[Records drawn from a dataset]
######

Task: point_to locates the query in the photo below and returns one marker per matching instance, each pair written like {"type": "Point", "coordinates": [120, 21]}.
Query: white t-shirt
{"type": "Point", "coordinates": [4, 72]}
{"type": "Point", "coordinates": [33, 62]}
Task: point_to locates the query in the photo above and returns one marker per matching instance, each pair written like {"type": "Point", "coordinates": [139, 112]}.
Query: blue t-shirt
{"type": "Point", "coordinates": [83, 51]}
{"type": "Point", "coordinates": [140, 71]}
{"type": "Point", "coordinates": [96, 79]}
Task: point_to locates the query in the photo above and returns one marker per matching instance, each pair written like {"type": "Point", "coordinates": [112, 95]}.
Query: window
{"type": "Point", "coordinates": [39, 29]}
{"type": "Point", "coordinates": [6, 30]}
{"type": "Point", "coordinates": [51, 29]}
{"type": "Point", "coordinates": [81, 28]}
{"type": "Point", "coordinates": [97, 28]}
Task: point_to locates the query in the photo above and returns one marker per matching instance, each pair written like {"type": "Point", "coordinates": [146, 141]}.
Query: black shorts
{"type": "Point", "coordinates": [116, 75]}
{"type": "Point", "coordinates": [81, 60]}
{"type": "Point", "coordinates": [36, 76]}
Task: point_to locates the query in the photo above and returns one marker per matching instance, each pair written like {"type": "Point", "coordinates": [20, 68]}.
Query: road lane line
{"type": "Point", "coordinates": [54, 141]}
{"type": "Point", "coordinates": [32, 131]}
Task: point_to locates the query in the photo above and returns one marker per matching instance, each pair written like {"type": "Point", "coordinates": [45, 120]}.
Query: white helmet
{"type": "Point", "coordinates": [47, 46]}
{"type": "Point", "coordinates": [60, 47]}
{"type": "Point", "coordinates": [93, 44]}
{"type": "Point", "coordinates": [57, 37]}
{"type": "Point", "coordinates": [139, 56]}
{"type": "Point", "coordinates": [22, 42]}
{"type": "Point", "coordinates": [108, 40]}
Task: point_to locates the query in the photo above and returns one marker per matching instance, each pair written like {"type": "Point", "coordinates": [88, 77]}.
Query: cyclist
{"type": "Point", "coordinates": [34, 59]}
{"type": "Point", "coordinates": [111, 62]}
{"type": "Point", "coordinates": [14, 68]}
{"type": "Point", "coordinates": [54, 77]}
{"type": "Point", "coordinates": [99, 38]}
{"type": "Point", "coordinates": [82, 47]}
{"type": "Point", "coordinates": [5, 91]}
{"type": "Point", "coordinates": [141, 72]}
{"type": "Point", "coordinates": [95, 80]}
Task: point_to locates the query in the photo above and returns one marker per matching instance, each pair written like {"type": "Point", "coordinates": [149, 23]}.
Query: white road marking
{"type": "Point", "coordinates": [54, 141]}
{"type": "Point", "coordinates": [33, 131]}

######

Keeping every line exactly as it is, retype the entries shown above.

§ **Task solution**:
Task: point_to locates the query in the photo below and returns one marker per matching instance, each pair written like {"type": "Point", "coordinates": [120, 21]}.
Query: white t-shirt
{"type": "Point", "coordinates": [4, 72]}
{"type": "Point", "coordinates": [33, 62]}
Task: point_to locates the query in the photo above and returns one marker per matching instance, each pair written like {"type": "Point", "coordinates": [139, 112]}.
Query: blue t-shirt
{"type": "Point", "coordinates": [83, 51]}
{"type": "Point", "coordinates": [140, 71]}
{"type": "Point", "coordinates": [96, 79]}
Task: point_to locates the query in the photo above and returns one marker per matching instance, each pair written like {"type": "Point", "coordinates": [112, 95]}.
Query: window
{"type": "Point", "coordinates": [39, 29]}
{"type": "Point", "coordinates": [6, 30]}
{"type": "Point", "coordinates": [51, 29]}
{"type": "Point", "coordinates": [81, 28]}
{"type": "Point", "coordinates": [97, 28]}
Task: point_to locates the query in the photo above and returns one marker per matching instance, each pair written like {"type": "Point", "coordinates": [146, 141]}.
Query: black shorts
{"type": "Point", "coordinates": [116, 75]}
{"type": "Point", "coordinates": [81, 60]}
{"type": "Point", "coordinates": [36, 76]}
Task: point_to locates the query in the photo above and returns one marker per matching instance, each pair written like {"type": "Point", "coordinates": [20, 68]}.
Query: road lane line
{"type": "Point", "coordinates": [54, 141]}
{"type": "Point", "coordinates": [32, 131]}
Task: point_to locates the query in the photo above and returns one marker per matching instance, each pair written like {"type": "Point", "coordinates": [45, 120]}.
Query: white helmet
{"type": "Point", "coordinates": [47, 46]}
{"type": "Point", "coordinates": [60, 47]}
{"type": "Point", "coordinates": [93, 44]}
{"type": "Point", "coordinates": [57, 37]}
{"type": "Point", "coordinates": [139, 56]}
{"type": "Point", "coordinates": [22, 42]}
{"type": "Point", "coordinates": [108, 40]}
Task: point_to locates the query in the photo above and returns one marker per matching instance, each pair written like {"type": "Point", "coordinates": [88, 77]}.
Query: cyclist
{"type": "Point", "coordinates": [34, 59]}
{"type": "Point", "coordinates": [111, 62]}
{"type": "Point", "coordinates": [14, 68]}
{"type": "Point", "coordinates": [54, 77]}
{"type": "Point", "coordinates": [99, 38]}
{"type": "Point", "coordinates": [82, 47]}
{"type": "Point", "coordinates": [5, 91]}
{"type": "Point", "coordinates": [141, 72]}
{"type": "Point", "coordinates": [95, 80]}
Task: point_to locates the query in the photo above and returns one marker per matching instance, each pair written like {"type": "Point", "coordinates": [149, 23]}.
Query: white road marking
{"type": "Point", "coordinates": [54, 141]}
{"type": "Point", "coordinates": [33, 131]}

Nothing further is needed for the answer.